YOUR GOAL:
Copy every line of the records that includes the word "below".

DATA SHOWN:
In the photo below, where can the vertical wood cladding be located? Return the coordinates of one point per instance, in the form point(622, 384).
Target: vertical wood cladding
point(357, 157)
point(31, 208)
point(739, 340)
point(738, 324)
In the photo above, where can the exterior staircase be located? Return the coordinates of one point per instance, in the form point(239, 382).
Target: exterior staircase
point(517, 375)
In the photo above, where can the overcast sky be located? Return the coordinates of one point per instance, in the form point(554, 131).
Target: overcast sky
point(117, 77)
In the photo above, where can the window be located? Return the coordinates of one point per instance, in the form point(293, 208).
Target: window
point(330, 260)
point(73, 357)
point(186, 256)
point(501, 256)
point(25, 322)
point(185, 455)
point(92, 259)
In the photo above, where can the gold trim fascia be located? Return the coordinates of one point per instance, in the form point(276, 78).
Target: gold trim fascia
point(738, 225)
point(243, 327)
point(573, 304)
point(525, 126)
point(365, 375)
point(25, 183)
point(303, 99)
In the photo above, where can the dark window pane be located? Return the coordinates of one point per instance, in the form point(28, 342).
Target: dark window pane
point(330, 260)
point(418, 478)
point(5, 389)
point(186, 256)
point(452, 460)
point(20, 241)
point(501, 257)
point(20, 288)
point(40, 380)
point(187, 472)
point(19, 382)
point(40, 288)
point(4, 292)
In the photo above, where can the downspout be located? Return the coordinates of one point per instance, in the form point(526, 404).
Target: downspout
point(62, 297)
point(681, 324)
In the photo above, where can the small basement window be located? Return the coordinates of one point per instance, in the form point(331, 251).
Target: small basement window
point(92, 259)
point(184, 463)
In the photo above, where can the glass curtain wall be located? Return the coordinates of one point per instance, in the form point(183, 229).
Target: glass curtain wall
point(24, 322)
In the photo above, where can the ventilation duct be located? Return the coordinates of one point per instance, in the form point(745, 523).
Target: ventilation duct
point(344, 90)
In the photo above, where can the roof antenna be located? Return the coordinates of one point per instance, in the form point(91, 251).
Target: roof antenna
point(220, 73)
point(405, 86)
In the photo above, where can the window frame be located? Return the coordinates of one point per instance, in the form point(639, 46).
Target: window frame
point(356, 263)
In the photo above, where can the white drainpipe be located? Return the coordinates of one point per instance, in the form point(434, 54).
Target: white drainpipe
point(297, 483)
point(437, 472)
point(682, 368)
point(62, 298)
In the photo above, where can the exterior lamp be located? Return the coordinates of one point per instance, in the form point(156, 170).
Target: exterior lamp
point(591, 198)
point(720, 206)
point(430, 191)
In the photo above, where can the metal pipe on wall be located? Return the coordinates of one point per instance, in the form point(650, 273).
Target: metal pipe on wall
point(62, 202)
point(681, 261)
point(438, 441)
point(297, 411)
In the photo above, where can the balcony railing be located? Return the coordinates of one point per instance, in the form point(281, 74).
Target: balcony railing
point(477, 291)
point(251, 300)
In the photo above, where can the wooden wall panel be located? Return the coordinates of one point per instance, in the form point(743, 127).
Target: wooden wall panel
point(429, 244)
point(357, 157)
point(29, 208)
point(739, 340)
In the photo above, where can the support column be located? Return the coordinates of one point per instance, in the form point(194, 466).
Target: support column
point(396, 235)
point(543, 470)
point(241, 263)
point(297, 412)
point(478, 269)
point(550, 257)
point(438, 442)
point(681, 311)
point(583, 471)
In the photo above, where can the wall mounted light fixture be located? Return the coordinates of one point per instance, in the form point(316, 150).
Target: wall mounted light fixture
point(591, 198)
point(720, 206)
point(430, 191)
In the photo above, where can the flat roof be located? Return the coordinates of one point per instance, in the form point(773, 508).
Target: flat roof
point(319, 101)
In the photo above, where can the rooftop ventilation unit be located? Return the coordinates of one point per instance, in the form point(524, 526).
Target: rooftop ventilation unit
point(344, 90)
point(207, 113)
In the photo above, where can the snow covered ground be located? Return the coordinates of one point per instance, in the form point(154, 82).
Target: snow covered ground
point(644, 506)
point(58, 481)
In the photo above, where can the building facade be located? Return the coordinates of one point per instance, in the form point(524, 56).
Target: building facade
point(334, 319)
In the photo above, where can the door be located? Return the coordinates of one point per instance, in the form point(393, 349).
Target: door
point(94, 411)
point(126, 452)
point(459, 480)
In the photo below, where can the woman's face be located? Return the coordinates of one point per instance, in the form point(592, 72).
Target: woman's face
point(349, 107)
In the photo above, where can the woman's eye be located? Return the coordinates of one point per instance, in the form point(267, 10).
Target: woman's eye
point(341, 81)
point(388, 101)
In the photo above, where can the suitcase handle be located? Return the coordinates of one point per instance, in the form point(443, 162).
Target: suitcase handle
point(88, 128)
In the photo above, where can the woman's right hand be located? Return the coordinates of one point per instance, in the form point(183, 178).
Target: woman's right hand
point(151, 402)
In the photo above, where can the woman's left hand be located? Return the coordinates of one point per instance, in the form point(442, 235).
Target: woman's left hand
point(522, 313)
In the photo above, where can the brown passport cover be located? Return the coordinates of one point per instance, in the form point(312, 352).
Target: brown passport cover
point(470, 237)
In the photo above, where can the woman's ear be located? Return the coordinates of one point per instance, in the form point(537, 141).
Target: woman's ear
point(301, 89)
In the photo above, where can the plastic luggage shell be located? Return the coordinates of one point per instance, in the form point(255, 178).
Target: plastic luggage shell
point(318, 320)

RESPONSE AREA:
In the photo below, where can the vertical wood cladding be located? Return the coordinates of one point per instance, in the form point(622, 384).
In the photo below, where can the woman's face be located? Return the coordinates of one point per instance, in the form point(592, 72).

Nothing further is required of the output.